→ Task
Pull out each line in the rows below that contains the string "woman" and copy it in full. Matching is case-sensitive.

→ Working data
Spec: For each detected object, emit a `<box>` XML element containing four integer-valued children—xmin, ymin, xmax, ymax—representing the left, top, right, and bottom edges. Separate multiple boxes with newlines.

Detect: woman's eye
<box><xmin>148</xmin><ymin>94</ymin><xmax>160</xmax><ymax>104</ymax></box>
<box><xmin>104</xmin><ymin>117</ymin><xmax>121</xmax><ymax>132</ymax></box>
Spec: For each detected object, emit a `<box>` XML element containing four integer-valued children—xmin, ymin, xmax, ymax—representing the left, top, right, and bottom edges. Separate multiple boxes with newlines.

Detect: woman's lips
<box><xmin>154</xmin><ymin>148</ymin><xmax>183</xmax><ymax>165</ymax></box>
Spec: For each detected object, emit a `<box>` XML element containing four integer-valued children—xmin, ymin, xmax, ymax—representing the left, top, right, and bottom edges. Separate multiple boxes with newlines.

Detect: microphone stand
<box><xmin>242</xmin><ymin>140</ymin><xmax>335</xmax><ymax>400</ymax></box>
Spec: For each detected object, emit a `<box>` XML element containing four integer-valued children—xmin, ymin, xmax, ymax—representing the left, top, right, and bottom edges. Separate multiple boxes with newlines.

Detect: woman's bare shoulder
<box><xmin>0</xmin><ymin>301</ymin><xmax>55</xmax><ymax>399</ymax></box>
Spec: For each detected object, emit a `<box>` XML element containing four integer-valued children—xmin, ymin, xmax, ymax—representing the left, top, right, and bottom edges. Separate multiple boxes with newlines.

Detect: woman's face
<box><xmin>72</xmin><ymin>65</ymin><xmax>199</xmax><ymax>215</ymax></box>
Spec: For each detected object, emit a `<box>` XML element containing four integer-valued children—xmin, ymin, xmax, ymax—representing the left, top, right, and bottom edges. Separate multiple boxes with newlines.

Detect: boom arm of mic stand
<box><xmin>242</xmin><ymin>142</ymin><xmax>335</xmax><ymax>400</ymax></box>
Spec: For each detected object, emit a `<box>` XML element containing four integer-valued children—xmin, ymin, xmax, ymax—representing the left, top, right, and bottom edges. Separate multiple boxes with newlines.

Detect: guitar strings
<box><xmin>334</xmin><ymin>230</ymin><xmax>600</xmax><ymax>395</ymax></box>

→ Answer in full
Detect: woman's eye
Detect: woman's lips
Detect: woman's bare shoulder
Detect: woman's face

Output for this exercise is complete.